On July 13, 2018, the Issuer entered into a Merger and Contribution Agreement (the “Merger Agreement”), by and among the Issuer, MPAC Merger Sub LLC, USWS Holdings, certain owners of equity interests in USWS Holdings and, solely for the purposes specified therein, the seller representative named therein. In connection with the entry into the Merger Agreement, the Issuer entered into a Subscription Agreement, pursuant to which (i) the Reporting Persons purchased the Acquired Shares and the Initial Warrants and (ii) the Issuer agreed that Crestview VCOC shall have the right to designate (x) two directors to the board of directors of the Issuer so long as the Crestview Parties beneficially own at least 14.3% of the outstanding Class A Common Stock and (y) one director to the board of directors of the Issuer so long as the Crestview Parties beneficially own at least 5% and less than 14.3% of the Class A Common Stock. Adam J. Klein, who is a Partner of each of Crestview, L.L.C. and Crestview Advisors, L.L.C., currently serves as Crestview VCOC’s designee on the Issuer’s board of directors, and in such capacity may have influence over the corporate activities of the Issuer.

## DATASET EXTRACT
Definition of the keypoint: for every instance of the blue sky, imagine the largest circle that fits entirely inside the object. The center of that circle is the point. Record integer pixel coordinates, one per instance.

## EXERCISE
Continue the filing excerpt about the Merger Agreement and the Subscription Agreement, starting after its last sentence.

## TASK RESPONSE
Concurrently with the closing of transactions contemplated by the Merger Agreement, each of the Crestview Parties entered into the Amended and Restated Registration Rights Agreement, dated November 9, 2018 (the “Registration Rights Agreement”) with the Issuer and certain other stockholders of the Issuer listed on the signature pages thereto. The Registration Rights Agreement includes customary provisions relating to, among other things, “demand” registration rights and “piggy-back” registration rights. Pursuant to the Registration Rights Agreement, the Issuer will have certain obligations to register for resale under the Securities Act of 1933, as amended (the “Securities Act”), (i) all or any portion of the shares of Class A Common Stock that the holders hold as of the date of such agreement and that they may acquire thereafter, including upon the conversion, exercise or exchange of any other security therefor and (ii) the Initial Warrants.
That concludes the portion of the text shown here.